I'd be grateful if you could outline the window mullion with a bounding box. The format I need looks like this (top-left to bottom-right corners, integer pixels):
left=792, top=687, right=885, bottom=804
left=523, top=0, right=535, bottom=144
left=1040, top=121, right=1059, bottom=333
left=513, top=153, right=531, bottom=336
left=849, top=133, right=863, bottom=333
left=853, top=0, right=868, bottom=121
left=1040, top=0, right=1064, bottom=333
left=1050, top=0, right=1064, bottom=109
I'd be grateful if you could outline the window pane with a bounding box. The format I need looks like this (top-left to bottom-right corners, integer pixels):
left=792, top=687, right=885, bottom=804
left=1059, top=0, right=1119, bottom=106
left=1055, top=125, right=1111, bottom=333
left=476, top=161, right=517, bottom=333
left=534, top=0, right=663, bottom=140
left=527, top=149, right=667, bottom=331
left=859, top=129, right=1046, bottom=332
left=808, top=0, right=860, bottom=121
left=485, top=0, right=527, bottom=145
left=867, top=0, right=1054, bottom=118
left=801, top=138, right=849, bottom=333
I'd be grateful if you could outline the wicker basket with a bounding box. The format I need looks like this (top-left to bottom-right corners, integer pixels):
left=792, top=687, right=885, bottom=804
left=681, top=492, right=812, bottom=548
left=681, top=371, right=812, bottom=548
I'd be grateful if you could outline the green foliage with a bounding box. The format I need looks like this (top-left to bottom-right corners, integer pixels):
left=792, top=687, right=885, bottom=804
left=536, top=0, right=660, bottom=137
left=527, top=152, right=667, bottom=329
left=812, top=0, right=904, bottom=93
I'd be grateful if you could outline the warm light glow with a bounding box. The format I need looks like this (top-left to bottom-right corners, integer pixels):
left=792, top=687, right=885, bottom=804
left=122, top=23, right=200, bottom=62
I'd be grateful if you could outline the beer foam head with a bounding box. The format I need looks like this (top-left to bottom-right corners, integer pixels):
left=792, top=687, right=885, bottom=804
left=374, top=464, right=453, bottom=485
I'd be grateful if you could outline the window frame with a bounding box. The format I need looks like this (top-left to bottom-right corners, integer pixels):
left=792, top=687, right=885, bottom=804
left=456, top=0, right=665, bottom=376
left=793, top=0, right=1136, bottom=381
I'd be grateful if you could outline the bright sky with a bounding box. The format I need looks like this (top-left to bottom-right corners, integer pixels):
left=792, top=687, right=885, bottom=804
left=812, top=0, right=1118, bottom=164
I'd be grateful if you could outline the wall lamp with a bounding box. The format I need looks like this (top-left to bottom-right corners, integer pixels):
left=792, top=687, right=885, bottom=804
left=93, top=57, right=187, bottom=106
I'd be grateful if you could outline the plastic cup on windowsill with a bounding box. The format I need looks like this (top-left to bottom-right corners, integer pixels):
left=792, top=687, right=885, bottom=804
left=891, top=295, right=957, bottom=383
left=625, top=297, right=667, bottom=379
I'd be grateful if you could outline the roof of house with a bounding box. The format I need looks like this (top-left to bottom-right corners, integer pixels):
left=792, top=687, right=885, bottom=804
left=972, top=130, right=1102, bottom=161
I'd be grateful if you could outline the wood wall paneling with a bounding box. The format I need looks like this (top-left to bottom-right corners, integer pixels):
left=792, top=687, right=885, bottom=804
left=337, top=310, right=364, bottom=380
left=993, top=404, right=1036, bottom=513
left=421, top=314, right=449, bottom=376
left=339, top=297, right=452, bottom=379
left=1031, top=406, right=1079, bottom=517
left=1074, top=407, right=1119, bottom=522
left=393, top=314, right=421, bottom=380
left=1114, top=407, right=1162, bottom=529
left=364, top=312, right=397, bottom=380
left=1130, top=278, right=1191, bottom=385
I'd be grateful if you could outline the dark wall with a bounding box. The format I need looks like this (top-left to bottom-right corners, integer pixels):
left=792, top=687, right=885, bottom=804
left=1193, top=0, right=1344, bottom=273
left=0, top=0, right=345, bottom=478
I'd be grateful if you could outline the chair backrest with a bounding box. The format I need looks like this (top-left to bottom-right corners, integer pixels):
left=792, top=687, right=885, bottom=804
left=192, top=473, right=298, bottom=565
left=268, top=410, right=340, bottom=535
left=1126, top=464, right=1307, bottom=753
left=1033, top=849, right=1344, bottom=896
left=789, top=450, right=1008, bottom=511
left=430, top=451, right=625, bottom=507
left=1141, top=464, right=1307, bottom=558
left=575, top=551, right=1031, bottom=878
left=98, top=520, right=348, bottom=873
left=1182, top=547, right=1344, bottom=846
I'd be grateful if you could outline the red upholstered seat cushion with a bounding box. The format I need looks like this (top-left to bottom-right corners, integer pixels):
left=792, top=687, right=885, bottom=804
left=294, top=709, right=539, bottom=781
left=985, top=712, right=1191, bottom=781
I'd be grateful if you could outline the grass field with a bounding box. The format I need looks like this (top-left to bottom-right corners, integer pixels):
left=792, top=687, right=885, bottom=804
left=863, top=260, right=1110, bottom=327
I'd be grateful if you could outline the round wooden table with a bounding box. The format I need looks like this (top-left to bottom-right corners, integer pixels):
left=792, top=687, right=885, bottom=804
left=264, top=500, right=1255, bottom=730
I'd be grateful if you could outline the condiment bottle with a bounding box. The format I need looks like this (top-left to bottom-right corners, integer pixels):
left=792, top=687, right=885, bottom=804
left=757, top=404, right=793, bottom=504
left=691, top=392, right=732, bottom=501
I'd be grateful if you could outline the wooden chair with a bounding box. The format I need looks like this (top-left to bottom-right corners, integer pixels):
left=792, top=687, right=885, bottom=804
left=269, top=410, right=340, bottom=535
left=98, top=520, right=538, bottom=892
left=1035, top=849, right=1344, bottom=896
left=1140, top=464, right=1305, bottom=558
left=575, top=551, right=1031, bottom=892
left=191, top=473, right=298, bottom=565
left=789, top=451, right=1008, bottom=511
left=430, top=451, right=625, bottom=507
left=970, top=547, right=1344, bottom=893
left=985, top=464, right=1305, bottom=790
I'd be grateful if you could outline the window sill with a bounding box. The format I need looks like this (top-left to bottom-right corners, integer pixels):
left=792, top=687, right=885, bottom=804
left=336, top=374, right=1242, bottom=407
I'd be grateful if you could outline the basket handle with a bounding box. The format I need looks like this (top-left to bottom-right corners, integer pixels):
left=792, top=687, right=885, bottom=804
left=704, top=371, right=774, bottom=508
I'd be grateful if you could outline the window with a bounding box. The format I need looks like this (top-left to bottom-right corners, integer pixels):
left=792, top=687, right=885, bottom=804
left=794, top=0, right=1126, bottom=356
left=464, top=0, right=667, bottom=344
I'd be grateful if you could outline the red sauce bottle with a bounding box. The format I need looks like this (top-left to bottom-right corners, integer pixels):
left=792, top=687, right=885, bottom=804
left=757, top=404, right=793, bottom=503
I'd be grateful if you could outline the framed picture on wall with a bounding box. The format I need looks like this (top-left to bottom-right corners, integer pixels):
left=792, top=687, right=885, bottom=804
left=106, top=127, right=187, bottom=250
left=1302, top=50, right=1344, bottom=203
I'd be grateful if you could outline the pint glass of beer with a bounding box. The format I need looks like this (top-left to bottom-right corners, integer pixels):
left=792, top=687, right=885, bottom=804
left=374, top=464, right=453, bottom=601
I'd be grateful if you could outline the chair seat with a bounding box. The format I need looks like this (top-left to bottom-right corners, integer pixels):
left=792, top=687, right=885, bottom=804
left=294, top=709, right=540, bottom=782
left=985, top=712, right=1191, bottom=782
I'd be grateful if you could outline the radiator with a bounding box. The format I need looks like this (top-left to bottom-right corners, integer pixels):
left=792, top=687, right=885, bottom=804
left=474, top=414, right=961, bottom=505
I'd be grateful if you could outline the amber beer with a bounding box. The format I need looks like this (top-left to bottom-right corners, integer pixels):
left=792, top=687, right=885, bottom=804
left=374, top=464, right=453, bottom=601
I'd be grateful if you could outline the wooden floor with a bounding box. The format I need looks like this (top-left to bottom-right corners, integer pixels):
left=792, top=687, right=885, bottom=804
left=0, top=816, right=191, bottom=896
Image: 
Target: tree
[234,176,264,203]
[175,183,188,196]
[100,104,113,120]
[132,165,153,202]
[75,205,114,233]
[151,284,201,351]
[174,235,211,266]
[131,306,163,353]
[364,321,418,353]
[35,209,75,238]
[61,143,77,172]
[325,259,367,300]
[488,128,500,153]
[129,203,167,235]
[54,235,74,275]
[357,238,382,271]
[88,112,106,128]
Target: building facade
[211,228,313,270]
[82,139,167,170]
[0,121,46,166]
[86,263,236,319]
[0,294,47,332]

* WRITTEN INSTRUCTION
Can you render every line from the one containing "I'd be grateful if you could outline the grass" through the one containing "left=863, top=260, right=1110, bottom=327", both included, as a JSON list of strings with one string per line and any blank lines skipped?

* TASK ANSWER
[
  "I'd be grateful if you could outline the grass field with a bounding box. The format I need looks like this (top-left to bottom-right corners, integer pixels):",
  "left=792, top=687, right=885, bottom=804",
  "left=863, top=260, right=1110, bottom=327"
]